--- TAREFAS ---
a – Responda com base no trecho sobre livros para uma ilha deserta:
(i) Que doença o trecho relaciona ao isolamento?
(ii) O que eram os "disparates" que as mocinhas pediam para responder?
(iii) Que obra de Saint-Exupéry é citada?
b – Por favor, escreva a continuação do trecho sobre livros para uma ilha deserta a partir do ponto em que ele termina.

--- TRECHO DADO ---
═══
Vira e mexe, leio nos jornais sobre quais livros, filmes e discos o autor do texto levaria para uma ilha. É provável que a ideia de escrever sobre o tema, e que quase sempre nasce de uma curiosidade formalizada a partir de pergunta dos leitores, terá alguma relação com a pandemia do Covid-19. Explico-me: a doença, condicionando-nos ao isolamento como a possibilidade mais racional para evitar a contaminação e os riscos concretos que a acompanham, desencadeou sobre as pessoas percepções desconfortáveis de que, muitas vezes, a solidão é algo inevitável e de que o melhor é buscar alternativas para o caso de virem a se tornar uma realidade em nossas vidas.
Pois bem. Isso me trouxe ao coração (é esta a etimologia do verbo “recordar”) uma experiência da juventude que recebi com ternura e delicada saudade: em meu tempo de rapazinho, quando contava pelos 14 anos, as mocinhas costumavam pedir que “respondêssemos” aos seus “disparates”, que outra coisa não eram que um tipo de caderno, organizado como um longo questionário, através dos quais éramos conduzidos a revelar nossa intimidade. As perguntas, claro, iam das mais bizarras tolices, a exemplo de expor as nossas preferências sobre a cor da pele e do cabelo das mulheres desejadas (rigorosamente isso, desejadas!) às mais profundas, como saber a nossa opinião acerca da existência ou não de Deus. Uma coisa, invariavelmente, um “disparate” que se prezasse nos impunha como questão incontornável: “Que livros você levaria para uma ilha deserta? Escusado dizer: naquela época, diferentemente de hoje, os jovens líamos muito.
Como uma coisa puxa outra, fiquei a pensar, não nos livros que levaria àquele tempo, em cuja relação, por certo, estaria Saint-Exupéry. Digo melhor: estaria “O pequeno príncipe”, que todos éramos muito próximos da Raposa, do Astrônomo, do Vaidoso, do Guarda-Chaves e seus companheiros de história.
═══
--- DADOS LISTADOS ---
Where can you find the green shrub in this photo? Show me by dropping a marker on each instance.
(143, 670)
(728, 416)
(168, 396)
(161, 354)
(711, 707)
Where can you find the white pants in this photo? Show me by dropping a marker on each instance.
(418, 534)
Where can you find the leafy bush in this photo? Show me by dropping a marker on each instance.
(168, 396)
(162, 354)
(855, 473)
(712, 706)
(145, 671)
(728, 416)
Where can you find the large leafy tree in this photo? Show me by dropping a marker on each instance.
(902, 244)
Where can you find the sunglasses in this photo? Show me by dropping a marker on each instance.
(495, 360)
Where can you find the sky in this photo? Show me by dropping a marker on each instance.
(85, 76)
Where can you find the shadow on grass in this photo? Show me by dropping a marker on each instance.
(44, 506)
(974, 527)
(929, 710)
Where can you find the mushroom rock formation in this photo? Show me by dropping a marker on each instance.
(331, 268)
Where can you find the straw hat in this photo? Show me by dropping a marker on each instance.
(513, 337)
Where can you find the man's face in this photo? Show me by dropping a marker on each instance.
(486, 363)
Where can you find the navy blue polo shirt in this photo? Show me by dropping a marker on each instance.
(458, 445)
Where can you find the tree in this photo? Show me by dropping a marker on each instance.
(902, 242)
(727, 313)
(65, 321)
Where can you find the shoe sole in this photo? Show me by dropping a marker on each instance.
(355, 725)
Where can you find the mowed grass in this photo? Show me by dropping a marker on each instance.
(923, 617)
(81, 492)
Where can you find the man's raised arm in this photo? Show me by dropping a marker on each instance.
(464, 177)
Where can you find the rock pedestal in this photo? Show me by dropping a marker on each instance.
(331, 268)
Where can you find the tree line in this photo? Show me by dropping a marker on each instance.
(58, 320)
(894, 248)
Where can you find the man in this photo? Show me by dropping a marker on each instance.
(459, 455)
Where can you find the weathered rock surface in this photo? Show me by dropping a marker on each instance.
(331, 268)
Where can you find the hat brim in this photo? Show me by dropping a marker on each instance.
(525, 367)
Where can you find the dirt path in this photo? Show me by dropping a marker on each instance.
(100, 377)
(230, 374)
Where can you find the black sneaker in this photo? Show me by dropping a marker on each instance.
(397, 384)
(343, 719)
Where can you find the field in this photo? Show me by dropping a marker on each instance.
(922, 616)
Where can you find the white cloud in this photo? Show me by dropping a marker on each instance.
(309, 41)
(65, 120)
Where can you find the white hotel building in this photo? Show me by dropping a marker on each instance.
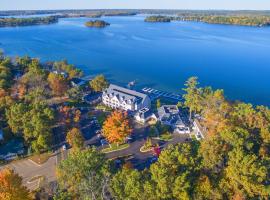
(125, 99)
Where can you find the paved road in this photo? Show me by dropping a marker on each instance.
(27, 169)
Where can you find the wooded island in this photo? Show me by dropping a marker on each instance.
(158, 18)
(97, 24)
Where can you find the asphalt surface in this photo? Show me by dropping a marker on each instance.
(28, 169)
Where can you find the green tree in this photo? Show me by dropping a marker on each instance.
(246, 173)
(75, 138)
(192, 97)
(85, 174)
(99, 83)
(11, 186)
(158, 103)
(176, 170)
(34, 122)
(128, 184)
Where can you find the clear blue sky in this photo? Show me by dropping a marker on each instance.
(130, 4)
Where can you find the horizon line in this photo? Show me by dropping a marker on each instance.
(96, 9)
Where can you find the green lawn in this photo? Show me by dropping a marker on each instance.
(114, 147)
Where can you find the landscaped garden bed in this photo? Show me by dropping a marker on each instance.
(114, 147)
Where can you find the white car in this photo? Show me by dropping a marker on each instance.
(64, 147)
(10, 156)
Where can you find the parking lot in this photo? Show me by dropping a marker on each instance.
(27, 169)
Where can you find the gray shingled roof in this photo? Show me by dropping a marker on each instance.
(124, 94)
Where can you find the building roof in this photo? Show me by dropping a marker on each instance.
(124, 94)
(144, 113)
(168, 110)
(197, 123)
(1, 135)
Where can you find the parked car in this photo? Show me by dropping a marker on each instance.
(104, 142)
(64, 147)
(10, 156)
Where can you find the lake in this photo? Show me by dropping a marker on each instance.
(158, 55)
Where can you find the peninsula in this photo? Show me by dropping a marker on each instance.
(97, 24)
(13, 22)
(230, 20)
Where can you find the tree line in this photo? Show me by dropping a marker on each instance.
(12, 22)
(232, 162)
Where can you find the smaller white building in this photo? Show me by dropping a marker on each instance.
(170, 115)
(198, 130)
(144, 115)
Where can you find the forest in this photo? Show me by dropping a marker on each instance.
(12, 22)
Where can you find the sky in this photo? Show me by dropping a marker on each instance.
(135, 4)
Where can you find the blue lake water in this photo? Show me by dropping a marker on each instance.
(159, 55)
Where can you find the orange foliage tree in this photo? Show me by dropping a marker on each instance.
(11, 187)
(58, 84)
(75, 138)
(117, 127)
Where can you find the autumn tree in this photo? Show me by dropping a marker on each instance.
(58, 84)
(11, 187)
(75, 138)
(99, 83)
(158, 103)
(117, 127)
(34, 122)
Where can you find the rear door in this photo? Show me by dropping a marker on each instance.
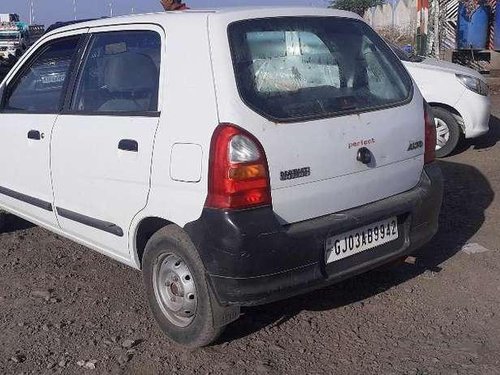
(103, 143)
(321, 93)
(32, 100)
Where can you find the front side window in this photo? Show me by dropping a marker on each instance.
(120, 74)
(294, 68)
(39, 87)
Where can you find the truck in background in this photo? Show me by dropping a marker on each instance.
(14, 36)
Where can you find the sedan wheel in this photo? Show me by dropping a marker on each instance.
(447, 132)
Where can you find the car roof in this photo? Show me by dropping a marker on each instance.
(227, 13)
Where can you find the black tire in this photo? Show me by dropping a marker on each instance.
(202, 330)
(444, 116)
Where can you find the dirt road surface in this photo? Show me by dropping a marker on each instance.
(65, 309)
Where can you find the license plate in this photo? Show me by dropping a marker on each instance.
(361, 239)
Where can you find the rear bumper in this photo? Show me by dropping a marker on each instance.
(252, 259)
(475, 111)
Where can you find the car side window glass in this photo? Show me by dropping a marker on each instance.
(39, 87)
(120, 74)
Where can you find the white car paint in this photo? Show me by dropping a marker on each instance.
(437, 81)
(79, 167)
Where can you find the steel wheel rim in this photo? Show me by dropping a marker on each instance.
(442, 133)
(175, 289)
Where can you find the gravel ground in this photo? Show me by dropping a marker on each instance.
(65, 309)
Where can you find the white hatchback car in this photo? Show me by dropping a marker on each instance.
(459, 97)
(235, 156)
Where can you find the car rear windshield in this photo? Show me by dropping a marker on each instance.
(297, 68)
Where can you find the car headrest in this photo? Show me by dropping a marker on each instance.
(130, 71)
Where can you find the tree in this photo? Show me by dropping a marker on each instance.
(356, 6)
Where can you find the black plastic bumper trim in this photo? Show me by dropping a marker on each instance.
(91, 222)
(251, 258)
(26, 198)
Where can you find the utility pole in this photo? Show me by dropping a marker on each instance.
(32, 12)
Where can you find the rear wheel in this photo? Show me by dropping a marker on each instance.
(447, 132)
(178, 293)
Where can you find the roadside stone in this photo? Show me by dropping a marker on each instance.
(89, 365)
(45, 294)
(128, 344)
(124, 358)
(19, 358)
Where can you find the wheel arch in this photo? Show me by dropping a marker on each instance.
(144, 230)
(453, 111)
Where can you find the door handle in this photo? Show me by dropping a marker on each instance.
(128, 145)
(34, 134)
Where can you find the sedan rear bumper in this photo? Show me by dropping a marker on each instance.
(252, 259)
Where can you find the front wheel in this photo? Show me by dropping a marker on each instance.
(447, 132)
(178, 293)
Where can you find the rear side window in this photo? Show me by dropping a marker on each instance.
(295, 68)
(120, 74)
(39, 87)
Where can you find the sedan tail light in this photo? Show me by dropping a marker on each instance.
(238, 170)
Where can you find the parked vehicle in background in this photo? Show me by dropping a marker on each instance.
(459, 97)
(14, 36)
(292, 152)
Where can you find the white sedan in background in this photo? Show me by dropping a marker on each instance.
(458, 95)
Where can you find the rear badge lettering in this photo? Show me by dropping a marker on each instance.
(415, 145)
(295, 173)
(361, 143)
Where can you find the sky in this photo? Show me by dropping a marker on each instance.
(49, 11)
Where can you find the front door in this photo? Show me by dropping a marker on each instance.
(103, 144)
(32, 99)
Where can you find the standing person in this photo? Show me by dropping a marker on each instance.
(170, 5)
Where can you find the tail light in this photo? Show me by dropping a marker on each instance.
(238, 170)
(430, 134)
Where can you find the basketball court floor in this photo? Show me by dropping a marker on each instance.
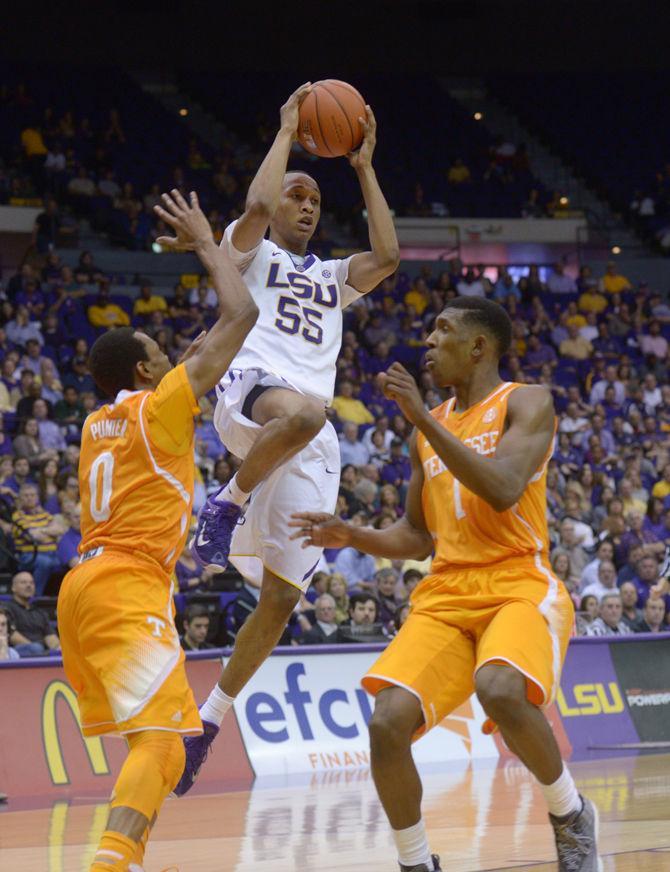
(481, 816)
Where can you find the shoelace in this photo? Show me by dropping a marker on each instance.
(572, 845)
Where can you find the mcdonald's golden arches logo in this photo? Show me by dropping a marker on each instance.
(53, 750)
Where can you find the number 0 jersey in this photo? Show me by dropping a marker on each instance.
(136, 471)
(467, 530)
(299, 328)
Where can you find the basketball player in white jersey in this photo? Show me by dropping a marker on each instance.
(271, 405)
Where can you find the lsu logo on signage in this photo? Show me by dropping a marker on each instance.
(53, 750)
(590, 699)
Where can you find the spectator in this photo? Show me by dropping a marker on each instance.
(592, 301)
(653, 617)
(7, 652)
(147, 302)
(571, 543)
(67, 550)
(397, 470)
(611, 379)
(458, 173)
(349, 408)
(613, 282)
(189, 574)
(647, 577)
(575, 346)
(362, 624)
(196, 627)
(325, 626)
(352, 450)
(20, 329)
(606, 582)
(337, 588)
(630, 613)
(471, 285)
(386, 582)
(29, 445)
(559, 283)
(33, 635)
(80, 378)
(36, 535)
(604, 551)
(654, 342)
(609, 621)
(49, 433)
(661, 490)
(357, 568)
(104, 313)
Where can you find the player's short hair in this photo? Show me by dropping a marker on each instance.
(487, 315)
(113, 358)
(195, 610)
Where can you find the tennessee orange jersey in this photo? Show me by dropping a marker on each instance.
(136, 471)
(466, 529)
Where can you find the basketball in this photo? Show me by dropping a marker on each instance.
(329, 125)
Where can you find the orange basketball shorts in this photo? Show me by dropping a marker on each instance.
(121, 650)
(516, 612)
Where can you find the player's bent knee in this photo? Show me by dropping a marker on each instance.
(279, 596)
(396, 718)
(501, 690)
(307, 421)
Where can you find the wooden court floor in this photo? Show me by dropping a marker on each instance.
(483, 816)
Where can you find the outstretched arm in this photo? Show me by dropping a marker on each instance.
(265, 190)
(213, 353)
(406, 539)
(499, 479)
(368, 269)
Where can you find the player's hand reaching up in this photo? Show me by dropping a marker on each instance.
(289, 112)
(397, 384)
(362, 158)
(187, 220)
(320, 529)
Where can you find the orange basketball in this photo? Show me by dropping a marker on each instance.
(329, 124)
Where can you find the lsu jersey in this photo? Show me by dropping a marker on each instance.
(136, 471)
(298, 333)
(467, 531)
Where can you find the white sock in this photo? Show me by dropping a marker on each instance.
(412, 846)
(233, 493)
(562, 796)
(216, 705)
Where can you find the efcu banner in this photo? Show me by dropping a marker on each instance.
(304, 711)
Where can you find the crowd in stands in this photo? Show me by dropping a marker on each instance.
(599, 343)
(94, 162)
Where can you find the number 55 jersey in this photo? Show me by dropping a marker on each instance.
(299, 329)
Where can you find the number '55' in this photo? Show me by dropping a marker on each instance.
(292, 317)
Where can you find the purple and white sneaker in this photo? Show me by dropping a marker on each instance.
(196, 748)
(210, 546)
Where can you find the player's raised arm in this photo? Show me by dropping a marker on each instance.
(502, 478)
(237, 311)
(368, 269)
(265, 190)
(407, 539)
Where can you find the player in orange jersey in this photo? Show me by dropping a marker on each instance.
(121, 650)
(491, 617)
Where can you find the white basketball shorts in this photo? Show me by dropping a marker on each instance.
(308, 482)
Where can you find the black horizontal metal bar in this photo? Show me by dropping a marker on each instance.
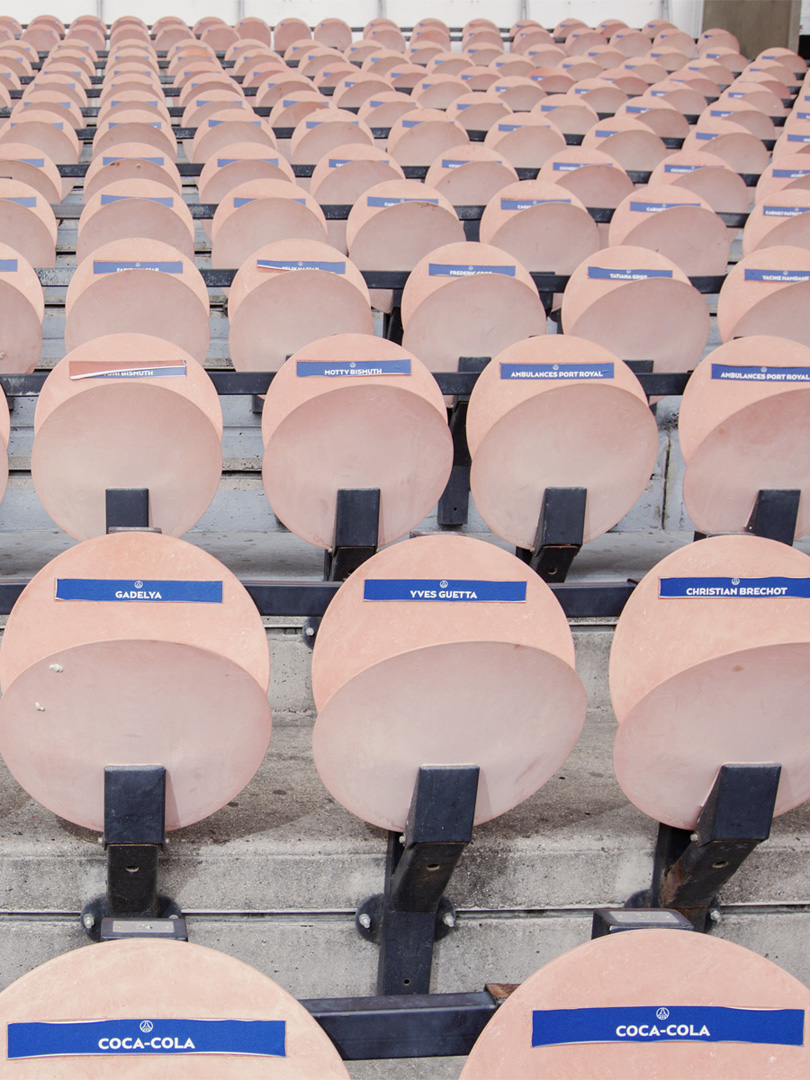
(299, 599)
(591, 601)
(418, 1025)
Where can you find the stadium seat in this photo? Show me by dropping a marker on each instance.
(353, 412)
(149, 417)
(448, 671)
(649, 1002)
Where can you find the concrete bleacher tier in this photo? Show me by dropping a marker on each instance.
(271, 270)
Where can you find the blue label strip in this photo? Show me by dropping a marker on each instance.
(780, 277)
(308, 368)
(554, 1027)
(116, 267)
(525, 203)
(115, 158)
(388, 201)
(747, 588)
(420, 590)
(764, 374)
(557, 372)
(167, 201)
(257, 1038)
(133, 373)
(453, 270)
(640, 207)
(619, 273)
(108, 590)
(784, 211)
(300, 265)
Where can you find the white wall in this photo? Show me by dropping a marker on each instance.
(687, 14)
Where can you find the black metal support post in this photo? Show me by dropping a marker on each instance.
(134, 831)
(356, 531)
(774, 514)
(413, 913)
(127, 508)
(414, 1025)
(454, 505)
(690, 868)
(559, 531)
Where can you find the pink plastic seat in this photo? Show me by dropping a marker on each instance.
(630, 142)
(468, 299)
(544, 228)
(135, 207)
(683, 226)
(766, 293)
(138, 286)
(470, 174)
(258, 213)
(419, 136)
(132, 161)
(22, 310)
(93, 667)
(291, 293)
(709, 665)
(707, 176)
(494, 658)
(557, 412)
(743, 429)
(27, 223)
(525, 139)
(353, 412)
(582, 1014)
(170, 444)
(639, 305)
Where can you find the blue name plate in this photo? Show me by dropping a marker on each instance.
(221, 162)
(307, 368)
(450, 270)
(568, 166)
(760, 374)
(784, 211)
(617, 273)
(300, 265)
(109, 590)
(525, 203)
(257, 1038)
(383, 201)
(556, 370)
(418, 590)
(554, 1027)
(170, 370)
(167, 201)
(777, 275)
(657, 207)
(116, 267)
(689, 588)
(112, 159)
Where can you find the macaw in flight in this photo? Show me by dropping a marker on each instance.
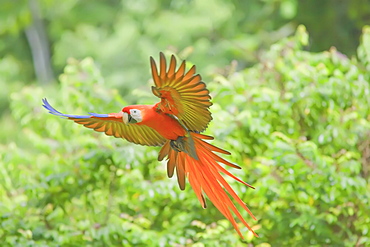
(175, 123)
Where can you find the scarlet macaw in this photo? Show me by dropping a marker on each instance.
(175, 124)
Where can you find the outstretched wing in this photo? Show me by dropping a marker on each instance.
(183, 95)
(112, 124)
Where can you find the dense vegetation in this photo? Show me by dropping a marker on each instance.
(297, 121)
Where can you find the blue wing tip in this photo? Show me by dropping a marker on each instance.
(51, 109)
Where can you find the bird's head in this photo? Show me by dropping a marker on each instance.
(131, 115)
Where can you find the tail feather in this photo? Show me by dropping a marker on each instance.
(204, 175)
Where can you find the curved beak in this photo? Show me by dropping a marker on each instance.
(126, 117)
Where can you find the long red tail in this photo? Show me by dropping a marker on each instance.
(204, 177)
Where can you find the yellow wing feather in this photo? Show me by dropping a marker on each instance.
(183, 95)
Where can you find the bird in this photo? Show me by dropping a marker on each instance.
(176, 124)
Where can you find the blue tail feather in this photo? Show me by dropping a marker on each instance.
(53, 111)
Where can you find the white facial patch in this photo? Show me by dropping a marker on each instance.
(136, 114)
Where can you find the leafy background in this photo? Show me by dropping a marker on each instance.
(292, 105)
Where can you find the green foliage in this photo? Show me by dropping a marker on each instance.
(297, 122)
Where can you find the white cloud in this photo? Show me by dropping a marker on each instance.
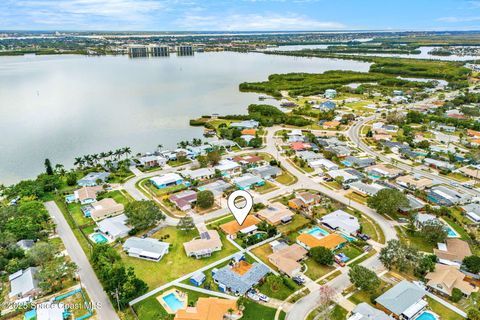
(458, 19)
(250, 22)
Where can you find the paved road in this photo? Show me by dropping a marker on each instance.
(87, 275)
(354, 135)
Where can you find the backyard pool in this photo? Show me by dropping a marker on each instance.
(426, 315)
(316, 232)
(451, 233)
(98, 238)
(173, 302)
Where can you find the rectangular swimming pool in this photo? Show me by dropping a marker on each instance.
(173, 302)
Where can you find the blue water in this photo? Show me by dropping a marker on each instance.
(317, 232)
(451, 233)
(172, 301)
(426, 316)
(99, 238)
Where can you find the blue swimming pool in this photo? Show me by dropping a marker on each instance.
(425, 315)
(98, 238)
(451, 233)
(317, 232)
(173, 302)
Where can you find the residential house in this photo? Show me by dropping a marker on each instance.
═══
--- RESPOSTAS ---
a –
(i) A Covid-19.
(ii) Um tipo de caderno, organizado como um longo questionário.
(iii) "O pequeno príncipe".

b –
Mas o leitor deve estar curioso por saber: que livros levaria eu para a minha ilha da solidão? Vá lá, que nunca fui de tergiversar diante das grandes questões. Não sem antes, por óbvio, em se tratando de quem lida com a literatura com alguma intimidade, observar que sou um volúvel ledor de livros: mudo de opinião em face desses seres amados ao sabor de minhas subjetivações: hoje, triste e macambúzio; amanhã, alegre e livre como um pássaro na invernada. É natural, assim, que as minhas escolhas transitem do paraíso de Milton ao inferno de Dante.
E o leitor, já se impacientando, percebo, haverá de indagar: ô chatonildo, que livros você levará para a sua ilha deserta (de onde talvez prefira que você jamais possa voltar!)? Calma, meu queridíssimo leitor, que é para você que escrevi esta crônica.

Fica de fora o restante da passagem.